▶ [TÂCHES À RÉALISER]
**a.** Restituez mot pour mot le passage de l’article sur l’étude santé du Medef qui commence par « Ce texte encore » et se poursuit jusqu’à « 2 novembre 2010. ».
**b.** Selon l’article sur l’étude santé du Medef, qui préside la Commission protection sociale du Medef ?
**c.** Prolongez l’article sur l’étude santé du Medef au-delà de sa dernière phrase.

▶ [TEXTE FOURNI]

• • • •

« Confortons notre système d’assurance maladie » : il ne faut pas se fier au titre de l’étude confidentielle à laquelle le Medef est en train de mettre la dernière main dans la perspective de l’élection présidentielle de 2012 et dont Mediapart s’est procuré une copie.
Car, en réalité, c’est une implosion du vieux modèle social français, auquel la Sécurité sociale est adossée, que préconise le patronat français.
Ce texte retient l’attention à un double titre : parce qu’il recommande une cascade de réformes sulfureuses ; parce qu’il a la franchise de dire haut et fort ce que le gouvernement met souvent en pratique mais sans oser le claironner sur les toits.
Ce texte encore confidentiel, dont on peut prendre connaissance ci-dessous, se présente sous la forme d’un « projet de note », détaillant la « position du groupe travail Santé » du Medef, arrêtée au 2 novembre 2010.
Long de 23 pages, non comprises plusieurs annexes (notamment une annexe 1 qui présente un chiffrage de ces propositions), ce document a été élaboré sous la houlette de la Commission protection sociale du Medef. Elle est présidée par Jean-François Pilliard, délégué général de l’UIMM, la fédération patronale de la métallurgie.

• • • •

▶ [DONNÉES SOURCES]
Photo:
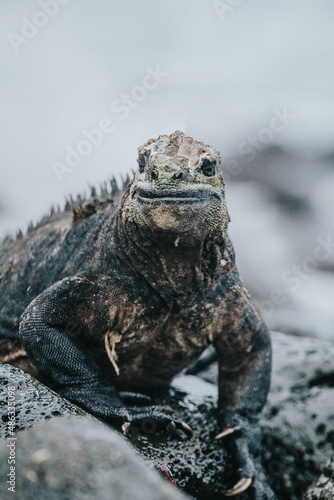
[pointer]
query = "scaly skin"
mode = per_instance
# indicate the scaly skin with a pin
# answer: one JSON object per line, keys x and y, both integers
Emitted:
{"x": 122, "y": 296}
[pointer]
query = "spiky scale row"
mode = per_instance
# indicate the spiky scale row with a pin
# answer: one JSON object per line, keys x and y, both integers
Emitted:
{"x": 81, "y": 206}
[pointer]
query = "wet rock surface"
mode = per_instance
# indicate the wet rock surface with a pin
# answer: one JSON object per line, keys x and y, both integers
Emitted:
{"x": 323, "y": 487}
{"x": 33, "y": 401}
{"x": 79, "y": 459}
{"x": 298, "y": 421}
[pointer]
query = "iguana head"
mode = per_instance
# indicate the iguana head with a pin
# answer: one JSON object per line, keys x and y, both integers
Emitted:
{"x": 178, "y": 189}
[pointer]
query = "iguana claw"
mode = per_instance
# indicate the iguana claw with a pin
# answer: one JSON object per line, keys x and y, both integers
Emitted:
{"x": 187, "y": 429}
{"x": 240, "y": 487}
{"x": 228, "y": 431}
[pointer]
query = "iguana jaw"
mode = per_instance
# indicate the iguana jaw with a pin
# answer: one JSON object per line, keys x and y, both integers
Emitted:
{"x": 197, "y": 196}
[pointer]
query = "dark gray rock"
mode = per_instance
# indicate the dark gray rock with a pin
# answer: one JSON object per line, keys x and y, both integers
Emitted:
{"x": 298, "y": 420}
{"x": 78, "y": 459}
{"x": 33, "y": 401}
{"x": 281, "y": 205}
{"x": 298, "y": 423}
{"x": 323, "y": 487}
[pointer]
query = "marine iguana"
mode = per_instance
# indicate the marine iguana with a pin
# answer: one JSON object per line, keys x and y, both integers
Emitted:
{"x": 114, "y": 296}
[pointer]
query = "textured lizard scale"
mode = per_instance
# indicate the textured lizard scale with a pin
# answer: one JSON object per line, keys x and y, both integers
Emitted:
{"x": 121, "y": 291}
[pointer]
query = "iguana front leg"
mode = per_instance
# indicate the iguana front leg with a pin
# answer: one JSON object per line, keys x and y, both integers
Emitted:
{"x": 50, "y": 330}
{"x": 244, "y": 352}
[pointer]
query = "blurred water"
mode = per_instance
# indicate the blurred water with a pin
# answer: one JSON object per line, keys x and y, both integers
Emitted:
{"x": 225, "y": 74}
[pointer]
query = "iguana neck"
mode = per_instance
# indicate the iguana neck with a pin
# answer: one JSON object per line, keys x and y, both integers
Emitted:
{"x": 174, "y": 266}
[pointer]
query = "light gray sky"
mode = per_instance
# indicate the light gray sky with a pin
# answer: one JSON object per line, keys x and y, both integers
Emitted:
{"x": 224, "y": 70}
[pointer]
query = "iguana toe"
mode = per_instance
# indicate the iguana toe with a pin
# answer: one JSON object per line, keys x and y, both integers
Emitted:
{"x": 238, "y": 488}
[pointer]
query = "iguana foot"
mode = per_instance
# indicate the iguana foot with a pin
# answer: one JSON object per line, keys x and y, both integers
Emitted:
{"x": 135, "y": 398}
{"x": 243, "y": 444}
{"x": 240, "y": 487}
{"x": 152, "y": 420}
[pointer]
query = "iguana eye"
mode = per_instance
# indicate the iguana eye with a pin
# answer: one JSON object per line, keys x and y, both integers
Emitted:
{"x": 141, "y": 163}
{"x": 208, "y": 167}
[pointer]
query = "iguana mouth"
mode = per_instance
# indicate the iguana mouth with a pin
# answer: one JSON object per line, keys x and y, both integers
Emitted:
{"x": 199, "y": 196}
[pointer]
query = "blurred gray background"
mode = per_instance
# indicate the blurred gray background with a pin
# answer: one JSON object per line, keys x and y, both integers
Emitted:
{"x": 254, "y": 79}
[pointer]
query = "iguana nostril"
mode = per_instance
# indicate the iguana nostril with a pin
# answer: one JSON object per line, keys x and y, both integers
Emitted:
{"x": 179, "y": 176}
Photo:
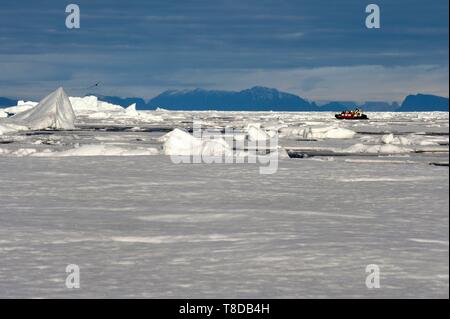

• • • •

▶ [RÉPONSES SUCCESSIVES]
**a.**
Ce texte encore confidentiel, dont on peut prendre connaissance ci-dessous, se présente sous la forme d’un « projet de note », détaillant la « position du groupe travail Santé » du Medef, arrêtée au 2 novembre 2010.

**b.** Jean-François Pilliard, délégué général de l’UIMM, la préside.

**c.**
Les auteurs de la note ne sont pas identifiés ; on devine juste au détour d’un argumentaire que la Fédération française des sociétés d’assurance (FFSA) a été représentée dans le groupe de travail, puisqu’il est fait mention d’une proposition défendue par elle. On peut toutefois raisonnablement penser que, outres les assureurs, toutes les autres fédérations patronales concernées (industrie du médicament, etc.) ont apporté leur pierre à ce travail.
On pourrait certes penser que ce genre de note un tantinet provocatrice est un grand classique du Medef, et de son ancêtre le CNPF, et plus généralement de la droite.
Du célèbre rapport Piketty (rien à voir avec l’économiste, Thomas de son prénom) de 1965, jusqu’à la note d’aujourd’hui, en passant par une cascade d’autres études, dont celle d’un certain… Raymond Soubie, de juin 1993, intitulée Santé 2010, puis celle du même Raymond Soubie, en 1994, intitulée Livre blanc sur le système de santé et d’assurance maladie (écrite avec l’aide d’un jeune rédacteur dénommé… Martin Hirsch), l’assurance maladie a toujours constitué une sorte d’obsession pour le patronat.
Trop coûteuse ! Assise sur des logiques trop collectives, trop solidaires et pas assez sur des logiques relevant du privé et de l’assurance !.. Cela fait des lustres que le patronat préconise des réformes profondes.
Mais cette note est empreinte d’un ton nouveau, encore un peu plus radical qu’à l’accoutumée, comme si le patronat avait le sentiment que l’assurance maladie, ébranlée au fil des ans par d’innombrables plans d’économies et de déremboursements, était à un point de bascule de son histoire et que le moment était venu de lui donner un coup de boutoir décisif.
Le projet de note s’articule en effet autour d’une seule et unique question : « “L’Etat providence” tel que nous le connaissons depuis 1945 est-il encore soutenable dans les années à venir ? »
Et la réponse, on la devine : c’est non ! Dans un néologisme anglo-saxon qui en langage patronal se veut moderne, cela revient à plusieurs reprises : « La soutenabilité du système d’assurance maladie en question. »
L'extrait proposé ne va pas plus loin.